::: PAGE EXCERPT :::
Spike Lee's Tribute to Prince at the Oscars
Spike Lee's Tribute to Prince at the Oscars

The day that Prince died in April 2016, Spike Lee threw a celebration of his friend’s life. On a brick townhouse-lined street in Fort Greene, Brooklyn, hundreds of people gathered in the street, as Lee blasted song after song from the steps of his building. He played deep cuts and greatest hits, as neighbors wept and sang along into the night.

Nearly three years later, Lee is honoring Prince Rogers Nelson again, bringing a man he calls his brother into the spotlight as he celebrates his movie “BlacKkKlansman.”

On the Academy Awards red carpet Sunday night, Lee wore a custom-made gold, diamond and opal necklace in the form of the symbol Prince adopted as his name. It was made by jewelry designer Amedeo Scognamiglio, and was paired with an all-purple Ozwald Boateng suit and gold Jordans made by Tinker Hatfield (and commissioned for Lee by Michael Jordan himself).

“I told Ozwald to make my pants high-waters so they see the Jordans,” Lee said in an interview a few days before the Oscars, in remarks adorned by profanity and punctuated by excited laughter. “I don’t care what nobody’s wearing. I win the Oscar on the red carpet. Men, women, I don’t care if they’re wearing 15-inch heels. They can’t be messing with the Jordans I’m going to be wearing. I’m going to be as clean as the board of health. I’m going to be sharp as a razor.”

Scognamiglio first met Lee about a year ago and the two have become friends; the director can often be seen sporting the artisan’s oversized jewelry.

“My business partner and I, we like to design very chunky pieces, big looks,” Scognamiglio said. “We don’t do dainty.”

Still, when he was making Lee’s necklace — the outsized 18-carat gold pendant is framed in diamonds, and has a 17-carat fire opal at its center — he thought it might be running too big. He called the director to ask his opinion. “Make it bigger,” he said Lee said. “Make it bigger.”
:::
**WRITTEN EXERCISE A:**
In the entries below, take the part that begins with the line containing "form [(796, 260)]." and ends with the line containing "[(902, 43)]", and put those lines into a numbered list, skipping any blank lines.
::: MATERIAL PROVIDED :::
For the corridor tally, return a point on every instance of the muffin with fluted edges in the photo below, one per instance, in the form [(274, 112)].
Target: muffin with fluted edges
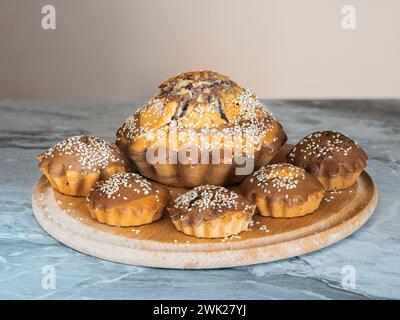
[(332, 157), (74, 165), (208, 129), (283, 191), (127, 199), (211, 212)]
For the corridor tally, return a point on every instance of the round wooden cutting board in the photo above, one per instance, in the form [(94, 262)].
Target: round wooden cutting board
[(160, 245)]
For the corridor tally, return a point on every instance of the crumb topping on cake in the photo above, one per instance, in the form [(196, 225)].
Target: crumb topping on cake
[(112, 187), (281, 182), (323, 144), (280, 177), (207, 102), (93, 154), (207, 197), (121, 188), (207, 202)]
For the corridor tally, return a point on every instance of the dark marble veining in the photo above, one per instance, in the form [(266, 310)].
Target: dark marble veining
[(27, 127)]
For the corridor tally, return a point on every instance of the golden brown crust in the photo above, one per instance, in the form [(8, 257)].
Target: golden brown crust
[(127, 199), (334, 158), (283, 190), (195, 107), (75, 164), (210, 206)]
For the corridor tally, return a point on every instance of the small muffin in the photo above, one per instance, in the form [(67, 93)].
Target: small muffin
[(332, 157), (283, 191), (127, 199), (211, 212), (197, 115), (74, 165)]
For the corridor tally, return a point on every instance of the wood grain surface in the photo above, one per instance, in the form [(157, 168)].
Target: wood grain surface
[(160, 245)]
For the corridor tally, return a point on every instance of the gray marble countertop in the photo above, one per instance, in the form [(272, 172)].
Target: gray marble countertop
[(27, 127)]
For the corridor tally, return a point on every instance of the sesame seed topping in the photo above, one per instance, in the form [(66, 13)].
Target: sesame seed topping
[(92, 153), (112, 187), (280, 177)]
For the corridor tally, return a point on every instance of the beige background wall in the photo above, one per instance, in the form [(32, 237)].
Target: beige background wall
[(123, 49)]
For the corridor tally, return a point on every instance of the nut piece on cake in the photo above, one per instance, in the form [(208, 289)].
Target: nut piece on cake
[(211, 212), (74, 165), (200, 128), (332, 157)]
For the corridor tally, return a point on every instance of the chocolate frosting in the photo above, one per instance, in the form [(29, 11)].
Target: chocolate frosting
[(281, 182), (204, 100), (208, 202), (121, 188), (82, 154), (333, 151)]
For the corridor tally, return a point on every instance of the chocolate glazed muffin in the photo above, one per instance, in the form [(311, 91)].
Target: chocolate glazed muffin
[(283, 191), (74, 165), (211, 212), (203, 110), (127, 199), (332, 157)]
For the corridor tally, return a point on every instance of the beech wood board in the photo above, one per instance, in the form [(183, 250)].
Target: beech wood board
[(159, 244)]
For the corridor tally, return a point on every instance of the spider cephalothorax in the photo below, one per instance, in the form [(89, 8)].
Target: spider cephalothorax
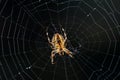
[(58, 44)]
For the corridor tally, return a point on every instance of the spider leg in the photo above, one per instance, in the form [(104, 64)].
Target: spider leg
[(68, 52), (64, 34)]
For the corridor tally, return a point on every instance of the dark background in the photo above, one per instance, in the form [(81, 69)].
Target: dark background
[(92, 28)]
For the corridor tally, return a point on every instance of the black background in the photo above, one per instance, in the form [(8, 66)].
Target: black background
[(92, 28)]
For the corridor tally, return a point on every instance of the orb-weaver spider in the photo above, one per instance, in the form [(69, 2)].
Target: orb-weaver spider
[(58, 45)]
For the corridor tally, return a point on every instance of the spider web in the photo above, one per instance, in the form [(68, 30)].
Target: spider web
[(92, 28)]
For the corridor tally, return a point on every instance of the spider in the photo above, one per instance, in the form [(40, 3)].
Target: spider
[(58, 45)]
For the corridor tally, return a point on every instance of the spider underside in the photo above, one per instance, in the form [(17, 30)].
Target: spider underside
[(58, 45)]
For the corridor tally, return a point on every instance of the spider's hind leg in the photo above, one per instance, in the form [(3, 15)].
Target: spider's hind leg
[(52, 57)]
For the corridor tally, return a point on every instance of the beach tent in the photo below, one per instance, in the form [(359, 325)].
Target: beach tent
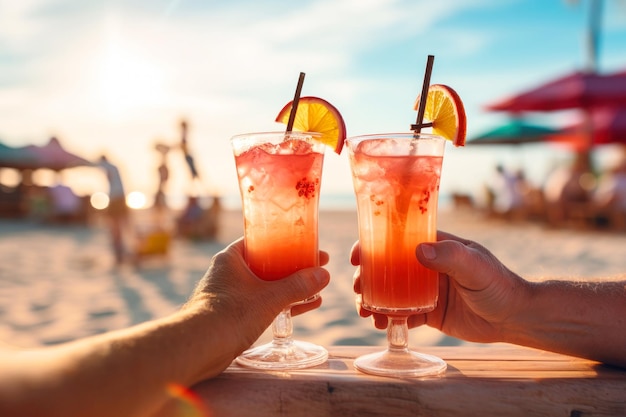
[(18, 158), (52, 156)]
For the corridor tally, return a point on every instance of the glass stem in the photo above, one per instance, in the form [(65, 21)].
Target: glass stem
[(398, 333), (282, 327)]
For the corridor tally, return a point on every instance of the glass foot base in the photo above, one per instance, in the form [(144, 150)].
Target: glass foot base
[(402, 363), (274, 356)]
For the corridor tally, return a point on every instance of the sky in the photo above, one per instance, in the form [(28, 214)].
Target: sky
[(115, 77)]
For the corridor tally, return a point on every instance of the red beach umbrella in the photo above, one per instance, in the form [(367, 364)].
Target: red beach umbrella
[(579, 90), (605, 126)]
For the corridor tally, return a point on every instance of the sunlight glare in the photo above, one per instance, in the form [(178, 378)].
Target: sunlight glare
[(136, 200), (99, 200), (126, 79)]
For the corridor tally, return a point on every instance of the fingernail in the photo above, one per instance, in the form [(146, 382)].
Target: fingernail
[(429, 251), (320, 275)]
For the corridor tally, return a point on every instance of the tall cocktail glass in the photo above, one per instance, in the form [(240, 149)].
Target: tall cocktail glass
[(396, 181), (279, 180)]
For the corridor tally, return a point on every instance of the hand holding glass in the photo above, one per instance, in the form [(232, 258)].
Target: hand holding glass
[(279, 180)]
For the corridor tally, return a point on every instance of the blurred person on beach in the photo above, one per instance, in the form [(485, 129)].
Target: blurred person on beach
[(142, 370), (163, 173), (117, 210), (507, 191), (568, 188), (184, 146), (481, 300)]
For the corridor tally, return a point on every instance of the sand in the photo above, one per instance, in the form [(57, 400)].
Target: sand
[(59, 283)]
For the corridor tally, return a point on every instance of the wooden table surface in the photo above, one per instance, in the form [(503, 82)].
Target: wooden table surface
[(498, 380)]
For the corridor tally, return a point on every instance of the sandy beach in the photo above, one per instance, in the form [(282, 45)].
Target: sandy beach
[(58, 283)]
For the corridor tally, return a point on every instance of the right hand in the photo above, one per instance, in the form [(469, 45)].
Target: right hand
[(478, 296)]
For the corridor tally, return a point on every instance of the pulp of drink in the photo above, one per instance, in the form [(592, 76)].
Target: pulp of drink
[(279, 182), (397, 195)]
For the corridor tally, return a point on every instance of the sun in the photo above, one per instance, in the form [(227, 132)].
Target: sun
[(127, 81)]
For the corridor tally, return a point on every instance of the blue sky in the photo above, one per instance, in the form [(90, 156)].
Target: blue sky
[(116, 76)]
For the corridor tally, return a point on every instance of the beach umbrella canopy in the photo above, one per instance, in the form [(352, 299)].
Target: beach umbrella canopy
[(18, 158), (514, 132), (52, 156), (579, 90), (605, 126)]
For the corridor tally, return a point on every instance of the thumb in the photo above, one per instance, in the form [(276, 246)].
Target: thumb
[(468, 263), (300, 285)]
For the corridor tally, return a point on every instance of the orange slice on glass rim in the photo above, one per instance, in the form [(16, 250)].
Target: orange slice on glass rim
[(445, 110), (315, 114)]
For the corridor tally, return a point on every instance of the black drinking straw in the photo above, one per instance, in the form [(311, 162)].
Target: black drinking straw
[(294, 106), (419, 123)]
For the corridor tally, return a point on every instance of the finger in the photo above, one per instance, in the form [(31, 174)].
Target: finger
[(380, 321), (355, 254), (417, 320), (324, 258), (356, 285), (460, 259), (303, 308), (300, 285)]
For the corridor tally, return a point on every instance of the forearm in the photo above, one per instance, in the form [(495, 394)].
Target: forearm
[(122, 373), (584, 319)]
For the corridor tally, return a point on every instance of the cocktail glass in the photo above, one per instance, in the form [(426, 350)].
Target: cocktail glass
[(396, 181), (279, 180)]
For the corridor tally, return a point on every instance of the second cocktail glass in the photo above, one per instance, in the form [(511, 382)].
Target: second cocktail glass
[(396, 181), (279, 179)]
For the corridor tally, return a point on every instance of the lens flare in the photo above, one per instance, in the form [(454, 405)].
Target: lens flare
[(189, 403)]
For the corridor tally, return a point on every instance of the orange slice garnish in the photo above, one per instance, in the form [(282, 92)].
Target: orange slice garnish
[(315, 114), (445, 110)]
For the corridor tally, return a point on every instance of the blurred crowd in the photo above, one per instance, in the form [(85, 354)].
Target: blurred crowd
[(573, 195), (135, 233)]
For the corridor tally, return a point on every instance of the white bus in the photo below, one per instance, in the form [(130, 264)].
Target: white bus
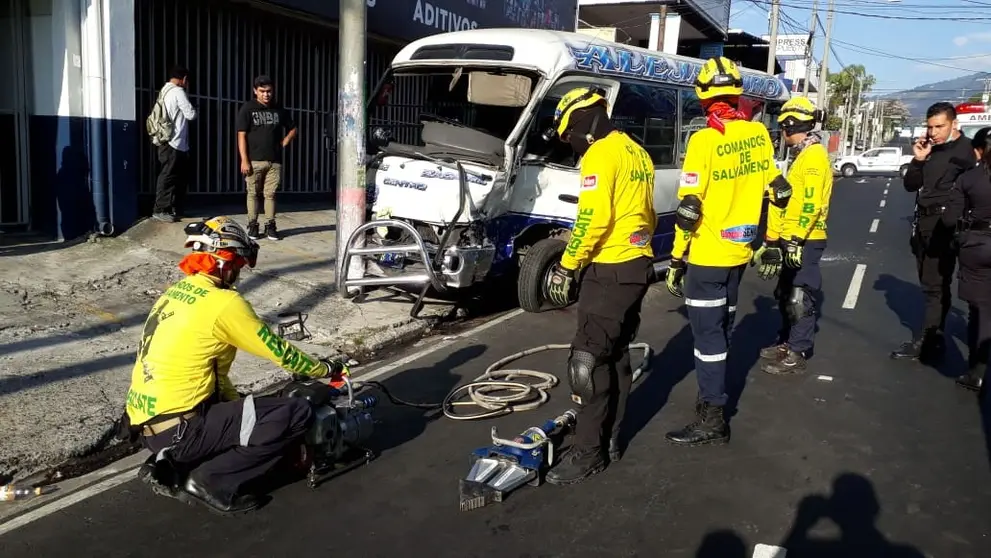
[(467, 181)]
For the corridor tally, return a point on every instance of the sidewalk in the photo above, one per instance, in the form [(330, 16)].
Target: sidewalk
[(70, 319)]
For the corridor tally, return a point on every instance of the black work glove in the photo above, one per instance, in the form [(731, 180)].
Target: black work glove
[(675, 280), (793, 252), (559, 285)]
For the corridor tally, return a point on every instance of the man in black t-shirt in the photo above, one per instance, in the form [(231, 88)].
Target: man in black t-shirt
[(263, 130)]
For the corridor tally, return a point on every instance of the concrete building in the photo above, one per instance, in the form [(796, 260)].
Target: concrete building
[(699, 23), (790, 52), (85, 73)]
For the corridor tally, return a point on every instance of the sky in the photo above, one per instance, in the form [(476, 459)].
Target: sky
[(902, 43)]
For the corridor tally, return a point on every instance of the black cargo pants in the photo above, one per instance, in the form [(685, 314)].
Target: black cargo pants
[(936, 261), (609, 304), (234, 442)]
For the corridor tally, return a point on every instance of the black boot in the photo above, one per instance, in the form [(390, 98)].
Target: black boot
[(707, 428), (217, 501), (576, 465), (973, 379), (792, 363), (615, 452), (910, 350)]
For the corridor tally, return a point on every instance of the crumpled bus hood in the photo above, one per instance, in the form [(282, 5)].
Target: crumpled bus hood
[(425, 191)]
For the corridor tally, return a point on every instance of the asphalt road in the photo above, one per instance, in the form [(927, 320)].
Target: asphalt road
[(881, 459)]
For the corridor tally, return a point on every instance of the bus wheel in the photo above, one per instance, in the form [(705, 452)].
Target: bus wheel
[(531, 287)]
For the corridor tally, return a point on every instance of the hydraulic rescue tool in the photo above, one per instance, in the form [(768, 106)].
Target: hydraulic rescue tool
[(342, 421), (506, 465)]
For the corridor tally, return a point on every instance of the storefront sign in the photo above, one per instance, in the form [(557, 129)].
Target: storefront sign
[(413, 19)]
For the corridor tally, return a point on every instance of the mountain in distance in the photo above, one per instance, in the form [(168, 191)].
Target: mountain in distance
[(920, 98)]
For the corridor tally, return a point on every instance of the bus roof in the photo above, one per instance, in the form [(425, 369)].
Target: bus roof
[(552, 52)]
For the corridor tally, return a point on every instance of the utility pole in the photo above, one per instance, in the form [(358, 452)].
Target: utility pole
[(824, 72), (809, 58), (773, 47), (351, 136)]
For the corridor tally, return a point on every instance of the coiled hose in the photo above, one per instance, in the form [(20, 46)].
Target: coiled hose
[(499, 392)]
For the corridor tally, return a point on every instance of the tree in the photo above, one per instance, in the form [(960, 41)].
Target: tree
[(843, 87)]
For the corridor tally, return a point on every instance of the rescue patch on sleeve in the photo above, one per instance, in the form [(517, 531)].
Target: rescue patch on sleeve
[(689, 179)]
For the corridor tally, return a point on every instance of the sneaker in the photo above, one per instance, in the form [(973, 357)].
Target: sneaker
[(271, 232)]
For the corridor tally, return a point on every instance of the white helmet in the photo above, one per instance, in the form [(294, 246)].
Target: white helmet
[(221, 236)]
:::
**WRITTEN EXERCISE B:**
Reproduce the article about Spike Lee's tribute to Prince in full, word for word.

**TASK RESPONSE A:**
1. For the corridor tally, return a point on every instance of the concrete building in the photo above, one per instance, in the form [(796, 260)].
2. Target: concrete building
3. [(699, 23), (790, 52), (85, 73)]
4. For the corridor tally, return a point on every instance of the sky in the photo above, one per instance, in the form [(476, 459)].
5. Target: sky
6. [(902, 43)]

**TASK RESPONSE B:**
Spike Lee's Tribute to Prince at the Oscars
Spike Lee's Tribute to Prince at the Oscars

The day that Prince died in April 2016, Spike Lee threw a celebration of his friend’s life. On a brick townhouse-lined street in Fort Greene, Brooklyn, hundreds of people gathered in the street, as Lee blasted song after song from the steps of his building. He played deep cuts and greatest hits, as neighbors wept and sang along into the night.

Nearly three years later, Lee is honoring Prince Rogers Nelson again, bringing a man he calls his brother into the spotlight as he celebrates his movie “BlacKkKlansman.”

On the Academy Awards red carpet Sunday night, Lee wore a custom-made gold, diamond and opal necklace in the form of the symbol Prince adopted as his name. It was made by jewelry designer Amedeo Scognamiglio, and was paired with an all-purple Ozwald Boateng suit and gold Jordans made by Tinker Hatfield (and commissioned for Lee by Michael Jordan himself).

“I told Ozwald to make my pants high-waters so they see the Jordans,” Lee said in an interview a few days before the Oscars, in remarks adorned by profanity and punctuated by excited laughter. “I don’t care what nobody’s wearing. I win the Oscar on the red carpet. Men, women, I don’t care if they’re wearing 15-inch heels. They can’t be messing with the Jordans I’m going to be wearing. I’m going to be as clean as the board of health. I’m going to be sharp as a razor.”

Scognamiglio first met Lee about a year ago and the two have become friends; the director can often be seen sporting the artisan’s oversized jewelry.

“My business partner and I, we like to design very chunky pieces, big looks,” Scognamiglio said. “We don’t do dainty.”

Still, when he was making Lee’s necklace — the outsized 18-carat gold pendant is framed in diamonds, and has a 17-carat fire opal at its center — he thought it might be running too big. He called the director to ask his opinion. “Make it bigger,” he said Lee said. “Make it bigger.”